— REQUEST —
Render every line of the records below as a Markdown table with two columns, "Row" and "Line." Number the rows in sequence and omit any blank lines.
┏━━
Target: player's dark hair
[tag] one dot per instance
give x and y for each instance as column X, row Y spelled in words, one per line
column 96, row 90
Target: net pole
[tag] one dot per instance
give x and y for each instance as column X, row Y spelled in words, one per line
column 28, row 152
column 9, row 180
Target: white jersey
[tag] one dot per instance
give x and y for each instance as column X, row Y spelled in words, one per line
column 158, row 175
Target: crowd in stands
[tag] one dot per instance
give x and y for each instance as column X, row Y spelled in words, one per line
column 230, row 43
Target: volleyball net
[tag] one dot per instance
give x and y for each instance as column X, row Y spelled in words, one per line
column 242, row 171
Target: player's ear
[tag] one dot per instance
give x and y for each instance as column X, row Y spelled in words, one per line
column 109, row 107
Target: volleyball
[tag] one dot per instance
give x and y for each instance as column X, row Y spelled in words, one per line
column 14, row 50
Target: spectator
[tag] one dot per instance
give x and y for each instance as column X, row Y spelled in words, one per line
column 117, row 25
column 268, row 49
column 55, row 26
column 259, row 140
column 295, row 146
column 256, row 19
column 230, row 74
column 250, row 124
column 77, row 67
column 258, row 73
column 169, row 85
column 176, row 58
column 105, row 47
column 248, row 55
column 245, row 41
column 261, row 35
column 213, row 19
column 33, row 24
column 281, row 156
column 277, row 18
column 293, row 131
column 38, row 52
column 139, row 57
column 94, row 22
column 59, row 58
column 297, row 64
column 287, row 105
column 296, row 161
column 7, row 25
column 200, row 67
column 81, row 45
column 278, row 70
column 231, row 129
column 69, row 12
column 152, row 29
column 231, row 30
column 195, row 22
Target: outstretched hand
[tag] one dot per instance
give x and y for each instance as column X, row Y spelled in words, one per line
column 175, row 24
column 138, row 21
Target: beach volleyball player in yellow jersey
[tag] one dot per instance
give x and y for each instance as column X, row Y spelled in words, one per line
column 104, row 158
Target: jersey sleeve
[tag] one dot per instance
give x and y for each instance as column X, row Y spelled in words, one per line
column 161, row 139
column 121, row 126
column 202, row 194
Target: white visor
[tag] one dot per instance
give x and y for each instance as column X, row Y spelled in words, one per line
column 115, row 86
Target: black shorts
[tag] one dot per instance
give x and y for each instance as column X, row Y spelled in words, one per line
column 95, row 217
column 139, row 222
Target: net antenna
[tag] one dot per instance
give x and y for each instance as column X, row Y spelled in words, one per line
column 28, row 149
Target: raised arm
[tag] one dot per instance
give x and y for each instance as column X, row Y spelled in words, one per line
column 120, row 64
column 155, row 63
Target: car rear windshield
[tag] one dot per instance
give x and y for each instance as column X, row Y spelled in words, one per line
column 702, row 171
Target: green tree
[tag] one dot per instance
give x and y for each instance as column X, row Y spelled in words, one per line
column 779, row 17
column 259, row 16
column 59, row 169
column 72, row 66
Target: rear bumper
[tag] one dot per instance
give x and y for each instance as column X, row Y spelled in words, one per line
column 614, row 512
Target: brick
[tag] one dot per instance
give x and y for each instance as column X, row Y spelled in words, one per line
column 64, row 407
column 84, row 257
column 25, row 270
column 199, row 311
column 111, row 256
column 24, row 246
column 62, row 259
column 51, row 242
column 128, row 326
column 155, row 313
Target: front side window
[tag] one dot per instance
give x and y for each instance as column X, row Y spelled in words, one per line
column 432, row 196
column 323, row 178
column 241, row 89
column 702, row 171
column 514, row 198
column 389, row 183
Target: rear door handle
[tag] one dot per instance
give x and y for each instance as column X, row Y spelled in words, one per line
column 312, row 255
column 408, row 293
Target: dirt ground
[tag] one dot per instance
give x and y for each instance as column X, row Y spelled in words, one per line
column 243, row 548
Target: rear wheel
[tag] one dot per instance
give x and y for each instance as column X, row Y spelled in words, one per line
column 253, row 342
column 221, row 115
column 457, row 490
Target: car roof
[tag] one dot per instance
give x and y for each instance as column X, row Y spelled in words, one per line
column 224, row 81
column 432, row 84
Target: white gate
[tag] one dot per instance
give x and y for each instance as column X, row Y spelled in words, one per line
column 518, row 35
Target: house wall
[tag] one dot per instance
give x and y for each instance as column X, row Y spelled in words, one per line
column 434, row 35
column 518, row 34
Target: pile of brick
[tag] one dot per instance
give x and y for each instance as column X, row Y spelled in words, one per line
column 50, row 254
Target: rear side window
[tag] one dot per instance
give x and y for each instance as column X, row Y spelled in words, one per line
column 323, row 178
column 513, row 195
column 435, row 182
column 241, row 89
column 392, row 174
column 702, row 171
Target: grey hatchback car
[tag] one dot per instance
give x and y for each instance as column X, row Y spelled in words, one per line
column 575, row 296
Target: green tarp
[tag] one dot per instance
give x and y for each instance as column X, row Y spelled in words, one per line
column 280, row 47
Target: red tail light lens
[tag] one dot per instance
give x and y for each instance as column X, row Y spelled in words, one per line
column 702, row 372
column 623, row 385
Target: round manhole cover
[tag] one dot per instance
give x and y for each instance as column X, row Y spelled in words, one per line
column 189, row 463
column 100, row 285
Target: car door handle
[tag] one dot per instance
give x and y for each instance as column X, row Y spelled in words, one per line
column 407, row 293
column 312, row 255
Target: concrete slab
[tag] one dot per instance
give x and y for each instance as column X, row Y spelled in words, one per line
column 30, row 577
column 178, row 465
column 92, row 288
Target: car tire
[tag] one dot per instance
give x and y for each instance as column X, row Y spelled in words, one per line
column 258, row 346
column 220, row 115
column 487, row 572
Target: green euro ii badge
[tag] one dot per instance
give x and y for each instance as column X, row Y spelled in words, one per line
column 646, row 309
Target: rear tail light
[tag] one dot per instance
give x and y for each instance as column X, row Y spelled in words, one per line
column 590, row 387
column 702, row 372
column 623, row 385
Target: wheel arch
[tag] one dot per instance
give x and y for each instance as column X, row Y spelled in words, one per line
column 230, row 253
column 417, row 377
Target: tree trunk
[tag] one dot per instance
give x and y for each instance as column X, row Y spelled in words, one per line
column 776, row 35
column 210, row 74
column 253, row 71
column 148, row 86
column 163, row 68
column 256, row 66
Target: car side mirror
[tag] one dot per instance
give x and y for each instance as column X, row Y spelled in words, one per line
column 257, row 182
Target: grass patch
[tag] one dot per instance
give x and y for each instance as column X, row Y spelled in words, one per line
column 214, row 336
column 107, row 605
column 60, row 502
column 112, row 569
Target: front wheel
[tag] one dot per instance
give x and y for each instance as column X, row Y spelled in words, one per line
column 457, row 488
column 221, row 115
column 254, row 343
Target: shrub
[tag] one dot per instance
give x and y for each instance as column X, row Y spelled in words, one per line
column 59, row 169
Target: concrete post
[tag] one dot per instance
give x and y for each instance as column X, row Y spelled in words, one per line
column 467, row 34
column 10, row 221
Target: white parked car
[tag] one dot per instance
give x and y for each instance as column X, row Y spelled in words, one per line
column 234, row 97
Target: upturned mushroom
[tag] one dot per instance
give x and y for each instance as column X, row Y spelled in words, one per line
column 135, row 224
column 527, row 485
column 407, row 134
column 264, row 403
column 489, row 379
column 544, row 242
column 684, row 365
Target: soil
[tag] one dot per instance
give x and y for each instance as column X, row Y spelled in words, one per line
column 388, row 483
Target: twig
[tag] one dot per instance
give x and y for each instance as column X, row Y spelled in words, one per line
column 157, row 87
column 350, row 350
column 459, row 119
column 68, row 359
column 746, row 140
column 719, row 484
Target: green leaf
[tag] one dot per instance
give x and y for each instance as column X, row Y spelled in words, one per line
┗━━
— EXPECTED ANSWER —
| Row | Line |
|---|---|
| 1 | Target: player's dark hair |
| 2 | [tag] one dot per instance |
| 3 | give x and y for each instance as column X, row Y spelled in words, one per line |
| 4 | column 96, row 90 |
| 5 | Target: net pole |
| 6 | [tag] one dot per instance |
| 7 | give x and y for each instance as column X, row Y spelled in words, one per line |
| 8 | column 28, row 152 |
| 9 | column 9, row 180 |
| 10 | Target: white jersey |
| 11 | [tag] one dot per instance |
| 12 | give x and y for each instance as column X, row Y spelled in words, one per line |
| 13 | column 158, row 175 |
| 14 | Target: crowd in stands |
| 15 | [tag] one dot per instance |
| 16 | give x and y for each instance as column X, row Y spelled in words, one per line |
| 17 | column 230, row 43 |
| 18 | Target: volleyball net |
| 19 | [tag] one dot per instance |
| 20 | give x and y for each instance as column X, row Y spelled in words, one per line |
| 21 | column 242, row 171 |
| 22 | Target: player's ear |
| 23 | [tag] one dot per instance |
| 24 | give x and y for each instance as column X, row Y spelled in words, one per line |
| 25 | column 109, row 107 |
| 26 | Target: volleyball |
| 27 | [tag] one dot per instance |
| 28 | give x and y for each instance as column X, row Y spelled in words, one per line |
| 29 | column 14, row 50 |
| 30 | Target: spectator |
| 31 | [tag] one dot per instance |
| 32 | give x and y for each instance as column X, row Y spelled in words, one per line |
| 33 | column 117, row 25 |
| 34 | column 268, row 49 |
| 35 | column 55, row 26 |
| 36 | column 259, row 140 |
| 37 | column 295, row 146 |
| 38 | column 256, row 19 |
| 39 | column 230, row 74 |
| 40 | column 250, row 124 |
| 41 | column 77, row 67 |
| 42 | column 258, row 73 |
| 43 | column 169, row 85 |
| 44 | column 176, row 58 |
| 45 | column 105, row 47 |
| 46 | column 248, row 55 |
| 47 | column 245, row 41 |
| 48 | column 261, row 35 |
| 49 | column 213, row 19 |
| 50 | column 33, row 24 |
| 51 | column 281, row 156 |
| 52 | column 277, row 18 |
| 53 | column 293, row 131 |
| 54 | column 38, row 52 |
| 55 | column 139, row 57 |
| 56 | column 94, row 22 |
| 57 | column 59, row 58 |
| 58 | column 297, row 64 |
| 59 | column 287, row 105 |
| 60 | column 296, row 161 |
| 61 | column 7, row 25 |
| 62 | column 200, row 67 |
| 63 | column 81, row 45 |
| 64 | column 278, row 70 |
| 65 | column 231, row 129 |
| 66 | column 69, row 12 |
| 67 | column 152, row 29 |
| 68 | column 231, row 30 |
| 69 | column 195, row 22 |
| 70 | Target: outstretched hand |
| 71 | [tag] one dot per instance |
| 72 | give x and y for each instance as column X, row Y spelled in words, one per line |
| 73 | column 175, row 24 |
| 74 | column 138, row 21 |
| 75 | Target: beach volleyball player in yellow jersey |
| 76 | [tag] one dot per instance |
| 77 | give x and y for each instance as column X, row Y spelled in words, one per line |
| 78 | column 104, row 158 |
| 79 | Target: jersey sleeve |
| 80 | [tag] one dot per instance |
| 81 | give x and y for each instance as column X, row Y spelled in words, one per line |
| 82 | column 161, row 139 |
| 83 | column 121, row 126 |
| 84 | column 202, row 194 |
| 85 | Target: white visor |
| 86 | [tag] one dot per instance |
| 87 | give x and y for each instance as column X, row Y spelled in words, one per line |
| 88 | column 115, row 86 |
| 89 | Target: black shorts |
| 90 | [tag] one dot per instance |
| 91 | give x and y for each instance as column X, row Y spelled in words, one per line |
| 92 | column 95, row 217 |
| 93 | column 139, row 222 |
| 94 | Target: net antenna |
| 95 | [tag] one dot per instance |
| 96 | give x and y for each instance as column X, row Y spelled in words, one per line |
| 97 | column 28, row 149 |
| 98 | Target: raised arm |
| 99 | [tag] one dot per instance |
| 100 | give x and y for each instance as column X, row Y spelled in words, one per line |
| 101 | column 120, row 64 |
| 102 | column 155, row 63 |
| 103 | Target: car rear windshield |
| 104 | [tag] one dot per instance |
| 105 | give x and y for each instance as column X, row Y spelled in words, one per line |
| 106 | column 702, row 171 |
| 107 | Target: green tree |
| 108 | [tag] one dot per instance |
| 109 | give x and y for each instance as column X, row Y spelled in words, one per line |
| 110 | column 779, row 17 |
| 111 | column 259, row 16 |
| 112 | column 59, row 169 |
| 113 | column 72, row 66 |
| 114 | Target: rear bumper |
| 115 | [tag] one dot per instance |
| 116 | give x and y for each instance as column X, row Y spelled in words, one per line |
| 117 | column 614, row 512 |
| 118 | Target: brick |
| 119 | [tag] one dot per instance |
| 120 | give x and y for each instance as column X, row Y spelled in words, one per line |
| 121 | column 64, row 407 |
| 122 | column 84, row 257 |
| 123 | column 25, row 270 |
| 124 | column 199, row 311 |
| 125 | column 111, row 256 |
| 126 | column 24, row 246 |
| 127 | column 62, row 259 |
| 128 | column 51, row 242 |
| 129 | column 128, row 326 |
| 130 | column 155, row 313 |
| 131 | Target: front side window |
| 132 | [tag] one dot per instance |
| 133 | give x and y for each instance as column X, row Y spelled in words, one per line |
| 134 | column 432, row 196 |
| 135 | column 323, row 178 |
| 136 | column 241, row 89 |
| 137 | column 702, row 171 |
| 138 | column 514, row 198 |
| 139 | column 389, row 183 |
| 140 | Target: rear door handle |
| 141 | [tag] one dot per instance |
| 142 | give x and y for each instance as column X, row Y spelled in words, one per line |
| 143 | column 312, row 255 |
| 144 | column 408, row 293 |
| 145 | Target: dirt ground |
| 146 | [tag] one dot per instance |
| 147 | give x and y for each instance as column X, row Y spelled in words, one per line |
| 148 | column 243, row 548 |
| 149 | Target: rear wheel |
| 150 | [tag] one dot per instance |
| 151 | give x and y for each instance as column X, row Y spelled in words, one per line |
| 152 | column 253, row 342 |
| 153 | column 221, row 115 |
| 154 | column 457, row 490 |
| 155 | Target: car roof |
| 156 | [tag] one dot per instance |
| 157 | give x and y for each instance as column X, row Y spelled in words, one per line |
| 158 | column 224, row 81 |
| 159 | column 432, row 84 |
| 160 | Target: white gate |
| 161 | [tag] one dot per instance |
| 162 | give x and y for each instance as column X, row Y spelled in words, one per line |
| 163 | column 518, row 35 |
| 164 | Target: house wall |
| 165 | [tag] one dot per instance |
| 166 | give x and y for each instance as column X, row Y spelled in words, one per line |
| 167 | column 434, row 35 |
| 168 | column 518, row 34 |
| 169 | Target: pile of brick |
| 170 | [tag] one dot per instance |
| 171 | give x and y for each instance as column X, row Y spelled in words, one per line |
| 172 | column 50, row 254 |
| 173 | Target: rear side window |
| 174 | [tag] one dot per instance |
| 175 | give x and y for each instance as column X, row Y spelled in words, one per line |
| 176 | column 323, row 178 |
| 177 | column 513, row 195 |
| 178 | column 435, row 182 |
| 179 | column 241, row 89 |
| 180 | column 392, row 174 |
| 181 | column 702, row 171 |
| 182 | Target: grey hatchback car |
| 183 | [tag] one dot per instance |
| 184 | give x and y for each instance as column X, row Y spelled in words, one per line |
| 185 | column 575, row 296 |
| 186 | Target: green tarp |
| 187 | [tag] one dot per instance |
| 188 | give x and y for each instance as column X, row Y spelled in words, one per line |
| 189 | column 280, row 47 |
| 190 | Target: red tail light lens |
| 191 | [tag] one dot per instance |
| 192 | give x and y for each instance as column X, row Y spelled in words, one per line |
| 193 | column 702, row 372 |
| 194 | column 623, row 385 |
| 195 | Target: round manhole cover |
| 196 | [tag] one dot per instance |
| 197 | give x and y for each instance as column X, row Y spelled in words, one per line |
| 198 | column 189, row 463 |
| 199 | column 100, row 285 |
| 200 | Target: car door handle |
| 201 | [tag] one dot per instance |
| 202 | give x and y for each instance as column X, row Y spelled in words, one per line |
| 203 | column 407, row 293 |
| 204 | column 312, row 255 |
| 205 | Target: concrete slab |
| 206 | [tag] one dot per instance |
| 207 | give x and y for each instance as column X, row Y spelled in words, one per line |
| 208 | column 30, row 577 |
| 209 | column 178, row 465 |
| 210 | column 92, row 288 |
| 211 | Target: car tire |
| 212 | [tag] one dot per instance |
| 213 | give x and y for each instance as column X, row Y spelled in words, one per line |
| 214 | column 258, row 346 |
| 215 | column 220, row 115 |
| 216 | column 487, row 572 |
| 217 | Target: green euro ii badge |
| 218 | [tag] one dot per instance |
| 219 | give x and y for each instance as column X, row Y spelled in words, one per line |
| 220 | column 646, row 309 |
| 221 | Target: rear tail light |
| 222 | [tag] one dot per instance |
| 223 | give x and y for each instance as column X, row Y spelled in words, one per line |
| 224 | column 590, row 387 |
| 225 | column 702, row 372 |
| 226 | column 623, row 385 |
| 227 | Target: wheel arch |
| 228 | [tag] one dot per instance |
| 229 | give x and y for each instance as column X, row Y spelled in words, one per line |
| 230 | column 230, row 253 |
| 231 | column 417, row 377 |
| 232 | Target: tree trunk |
| 233 | [tag] one dot per instance |
| 234 | give x and y for each instance as column X, row Y spelled in words, one per line |
| 235 | column 776, row 35 |
| 236 | column 210, row 74 |
| 237 | column 253, row 71 |
| 238 | column 148, row 86 |
| 239 | column 163, row 68 |
| 240 | column 256, row 66 |
| 241 | Target: car side mirror |
| 242 | [tag] one dot per instance |
| 243 | give x and y for each instance as column X, row Y spelled in words, one per line |
| 244 | column 257, row 182 |
| 245 | Target: grass patch |
| 246 | [tag] one dot per instance |
| 247 | give x and y for each instance as column X, row Y spelled in words, one per line |
| 248 | column 214, row 336 |
| 249 | column 107, row 605 |
| 250 | column 60, row 502 |
| 251 | column 112, row 569 |
| 252 | Target: front wheel |
| 253 | [tag] one dot per instance |
| 254 | give x and y for each instance as column X, row Y spelled in words, one per line |
| 255 | column 457, row 488 |
| 256 | column 221, row 115 |
| 257 | column 254, row 343 |
| 258 | Target: shrub |
| 259 | [tag] one dot per instance |
| 260 | give x and y for each instance as column X, row Y spelled in words, one per line |
| 261 | column 59, row 169 |
| 262 | Target: concrete post |
| 263 | [tag] one dot per instance |
| 264 | give x and y for each instance as column X, row Y spelled in words, one per line |
| 265 | column 467, row 34 |
| 266 | column 10, row 221 |
| 267 | Target: white parked car |
| 268 | [tag] one dot per instance |
| 269 | give x and y for each instance as column X, row Y spelled in words, one per line |
| 270 | column 234, row 97 |
| 271 | Target: upturned mushroom |
| 272 | [tag] one dot per instance |
| 273 | give x and y for each instance as column X, row Y spelled in words, one per line |
| 274 | column 135, row 224 |
| 275 | column 527, row 485 |
| 276 | column 407, row 134 |
| 277 | column 264, row 403 |
| 278 | column 489, row 379 |
| 279 | column 544, row 242 |
| 280 | column 684, row 365 |
| 281 | Target: soil |
| 282 | [tag] one dot per instance |
| 283 | give x and y for each instance as column X, row Y spelled in words, one per line |
| 284 | column 388, row 483 |
| 285 | Target: twig |
| 286 | [tag] one dot per instance |
| 287 | give x and y for each instance as column X, row Y spelled in words, one per line |
| 288 | column 157, row 87 |
| 289 | column 350, row 350 |
| 290 | column 459, row 119 |
| 291 | column 68, row 359 |
| 292 | column 746, row 140 |
| 293 | column 719, row 484 |
| 294 | Target: green leaf |
| 295 | [tag] one dot per instance |
| 296 | give x and y for each instance as column X, row Y spelled in words, one per line |